#### Data provided ####
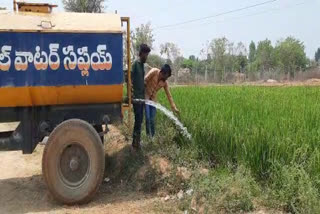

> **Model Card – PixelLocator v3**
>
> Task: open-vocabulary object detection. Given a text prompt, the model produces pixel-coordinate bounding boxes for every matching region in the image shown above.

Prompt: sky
[2,0,319,58]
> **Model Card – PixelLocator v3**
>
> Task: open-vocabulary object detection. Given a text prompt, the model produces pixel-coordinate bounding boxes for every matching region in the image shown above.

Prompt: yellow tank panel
[0,85,123,107]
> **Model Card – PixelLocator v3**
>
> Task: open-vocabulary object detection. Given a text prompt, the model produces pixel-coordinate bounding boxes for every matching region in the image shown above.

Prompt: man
[131,44,151,149]
[144,64,179,137]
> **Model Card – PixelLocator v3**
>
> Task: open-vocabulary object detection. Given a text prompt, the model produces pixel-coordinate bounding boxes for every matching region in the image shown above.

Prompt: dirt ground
[0,126,179,214]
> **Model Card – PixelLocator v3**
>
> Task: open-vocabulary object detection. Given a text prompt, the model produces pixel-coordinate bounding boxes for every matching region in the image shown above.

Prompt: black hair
[139,44,151,55]
[160,64,172,77]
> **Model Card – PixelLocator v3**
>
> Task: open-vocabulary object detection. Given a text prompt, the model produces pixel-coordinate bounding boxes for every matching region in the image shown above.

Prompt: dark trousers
[145,104,156,137]
[133,103,144,143]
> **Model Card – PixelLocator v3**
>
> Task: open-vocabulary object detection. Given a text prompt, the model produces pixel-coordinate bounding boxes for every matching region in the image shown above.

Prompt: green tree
[256,39,274,74]
[237,55,248,73]
[123,22,154,67]
[62,0,105,13]
[182,59,194,70]
[234,42,248,73]
[209,37,228,60]
[315,48,320,63]
[160,43,180,61]
[207,38,248,80]
[209,37,229,82]
[182,55,198,70]
[147,54,165,69]
[189,55,196,61]
[174,56,185,69]
[225,41,236,73]
[274,36,307,79]
[249,41,256,63]
[131,23,154,58]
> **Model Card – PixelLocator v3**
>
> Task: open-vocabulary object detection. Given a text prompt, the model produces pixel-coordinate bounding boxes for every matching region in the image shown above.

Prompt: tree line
[62,0,320,82]
[130,22,319,82]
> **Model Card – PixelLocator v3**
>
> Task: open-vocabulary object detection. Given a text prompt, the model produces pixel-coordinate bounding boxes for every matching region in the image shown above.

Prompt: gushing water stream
[133,99,192,140]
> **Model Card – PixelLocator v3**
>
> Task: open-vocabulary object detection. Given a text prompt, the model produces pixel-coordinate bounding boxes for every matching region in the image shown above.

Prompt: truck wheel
[42,119,105,205]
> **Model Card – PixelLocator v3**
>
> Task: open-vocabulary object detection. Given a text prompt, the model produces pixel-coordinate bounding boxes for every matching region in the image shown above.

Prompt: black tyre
[42,119,105,205]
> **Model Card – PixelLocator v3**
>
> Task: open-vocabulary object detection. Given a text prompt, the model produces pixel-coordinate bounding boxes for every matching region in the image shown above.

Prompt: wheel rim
[58,143,90,188]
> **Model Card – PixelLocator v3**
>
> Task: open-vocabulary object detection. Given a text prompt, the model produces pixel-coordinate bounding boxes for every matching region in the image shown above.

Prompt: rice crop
[158,86,320,181]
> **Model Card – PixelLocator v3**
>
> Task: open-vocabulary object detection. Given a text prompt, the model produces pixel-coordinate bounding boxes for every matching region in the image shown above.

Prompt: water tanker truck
[0,2,132,204]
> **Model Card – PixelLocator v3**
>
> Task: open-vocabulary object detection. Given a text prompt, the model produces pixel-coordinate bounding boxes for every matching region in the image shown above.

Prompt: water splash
[133,99,192,140]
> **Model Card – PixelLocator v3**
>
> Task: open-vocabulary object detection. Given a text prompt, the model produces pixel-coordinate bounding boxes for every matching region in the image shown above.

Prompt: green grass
[157,86,320,212]
[188,165,260,213]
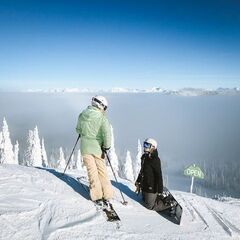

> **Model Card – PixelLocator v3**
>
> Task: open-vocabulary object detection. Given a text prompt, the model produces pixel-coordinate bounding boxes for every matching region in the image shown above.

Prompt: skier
[135,138,171,212]
[76,95,113,207]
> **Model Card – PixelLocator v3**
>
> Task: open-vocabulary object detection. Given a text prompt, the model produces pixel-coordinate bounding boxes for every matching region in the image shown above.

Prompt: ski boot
[94,199,104,210]
[102,199,111,210]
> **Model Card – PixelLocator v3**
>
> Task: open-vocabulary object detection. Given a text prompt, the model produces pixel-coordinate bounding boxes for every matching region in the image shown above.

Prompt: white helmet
[91,95,108,111]
[143,138,157,152]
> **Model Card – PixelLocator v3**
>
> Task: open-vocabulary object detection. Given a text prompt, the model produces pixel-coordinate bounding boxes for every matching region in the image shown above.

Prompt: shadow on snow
[111,180,142,203]
[36,167,142,205]
[36,167,90,201]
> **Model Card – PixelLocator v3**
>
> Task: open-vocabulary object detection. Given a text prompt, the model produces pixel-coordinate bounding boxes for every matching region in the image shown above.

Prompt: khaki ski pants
####
Restate every line of the listing exactly. Pictures are not part of the copy.

** Answer area **
> **Model Card – PixelLocator v3**
>
> Task: open-vocabulary object detection. Given a text prompt, the model produces pixel-coordinate bounding boxes for every matching region in the image shown above.

Prompt: sky
[2,0,319,58]
> **Model Card – PixelLocator v3**
>
> Task: open-vocabulary object detection. Given a text prompt, the model produces pixel-coordinate bounding boxes for every matching region in the image shown above.

Prompt: yellow tank panel
[0,85,123,107]
> **Model Card – PixelLocator v3**
>
> Task: open-vocabulary object detection. Given a text prompt, the model produces pixel-coordinate bounding boxes for every matching region in the image shown above.

Prompt: man
[131,44,151,149]
[144,64,179,137]
> **Model Card – PixelLocator v3**
>
> Task: open-vocabulary object detection. Given a text prompt, the model produces pixel-coordinate bounding boxes for every matching region in the image shown above.

Prompt: dirt ground
[0,126,179,214]
> **Model Card – PixelLocator v3**
>
> Task: open-vocabulary object detection. Given a text prompt, the model produces pixel-coordinate bounding boxes for every matching region in the image shown above.

Prompt: black hair
[139,44,151,55]
[160,64,172,77]
> **Model Card – PixelLocator v3**
>
> Task: open-vocabulary object detection. Given a text prompt, the model produces pixel-coordinate bounding boxes for every matching region in the image shown above.

Prompt: dark trousers
[145,104,156,137]
[133,103,144,143]
> **Model Card – PixelLocator v3**
>
> Task: open-vocabulary object detection. Given a text prompt, the model produces pixel-coordinate bounding boxes for every matching region in the image shown above.

Prompt: green tree
[256,39,274,74]
[237,55,248,73]
[123,22,154,67]
[62,0,105,13]
[182,59,194,70]
[234,42,248,73]
[209,37,228,60]
[315,48,320,63]
[160,43,180,61]
[207,38,248,80]
[209,37,229,82]
[182,55,198,70]
[147,54,165,69]
[189,55,196,61]
[174,56,185,69]
[225,41,236,73]
[274,36,307,79]
[249,41,256,63]
[131,23,154,58]
> **Model Card – PixelLocator v3**
>
> Task: open-vocabulary object detection. Given a text prompt, the model produces pixel-coordinate bounding boxes for every matching region in the image shown above.

Prompt: tree line
[62,0,320,82]
[130,22,319,82]
> **Model Card – PixelLocator v3**
>
> Task: open-vocabulary object detection. Given a text prompt, the model produces pixel-coordinate bounding boxes for every matching region in the image shown above.

Prompt: gushing water stream
[133,99,192,140]
> **Model Card – PixelLocator v3**
>
> Task: open-vocabulary object detection. Given a text prompt, the model produces pixel-coordinate bounding boxes for every matching region in the image shown above.

Prompt: truck wheel
[42,119,105,205]
> **Model Card – PixelLocator v3**
>
> Task: open-vocabulary object detection. Given a text prompt, the model produces pixel-coordinate bounding boxes for every matching region in the image shown above.

Prompt: black tyre
[42,119,105,205]
> **Model Card – PixelLocator v3**
>
> Task: open-vocabulary object detection. Given a text prompt, the model produces pixel-coordinate bounding boxes for every matching region in the image shown above.

Prompt: wheel rim
[58,143,90,188]
> **Model Card – PixelLocator v3**
>
> Task: open-vocabulary object detection. Given a text prompt, the model produces pixel-coordinate bounding boxes for every matching region in the image shown above.

Prompt: rice crop
[158,86,320,181]
> **Model Card – PixelLocator v3**
>
> Task: open-vocabulary object detection. Given a text prompt, the model produces pixel-coordinate bounding boxes for every matching region in the image shown above.

Prompt: water tanker truck
[0,2,132,204]
> **Model Card – PixelLocator v3**
>
> Task: open-vocabulary object detection. Given a text prompt, the model produces pixel-coordinate bounding boxes for every matching region in the image shown above.

Prompt: water splash
[133,99,192,140]
> **Model Card – PixelLocator v3**
>
> Task: open-vocabulary object detection. Given a text prompt, the model produces pixel-coordinate bounding boxes for every matching region in the image shown above.

Prompt: green grass
[157,86,320,212]
[188,165,260,213]

> **Model Card – PixelLocator v3**
>
> Task: open-vocabulary object detection. Given a text prompt, the model produces pixel-coordinate bounding boxes for every matching region in the image shown above.

Prompt: skier
[135,138,171,212]
[76,95,113,207]
> **Model Card – PixelLocator v3**
>
> Task: open-vocabulary object detection. Given a text prompt, the model produces pixel-coordinate bounding boxes for every matching region in the image shown above.

Prompt: ski boot
[94,199,104,210]
[102,199,111,210]
> **Model Card – PixelLocator v3**
>
> Task: open-vocabulary object detection. Given a text prompt, the model produces pixel-coordinate bounding boxes for every matching region in the image shown above.

Prompt: white helmet
[91,95,108,111]
[143,138,157,152]
> **Model Card – PixelLocator v3**
>
> Task: open-vocabulary object detection. Given a text prompt, the model produces pixel-coordinate bounding boxes for every matching region in the image shown above.

Prompt: shadow on snow
[111,180,142,203]
[36,167,142,205]
[36,167,90,201]
> **Model Card – PixelLocator v3**
>
> Task: open-vocabulary object detection. Given a text prompt, the model produces pixel-coordinate bounding boxes for every matching region in the image shown above.

Prompt: khaki ski pants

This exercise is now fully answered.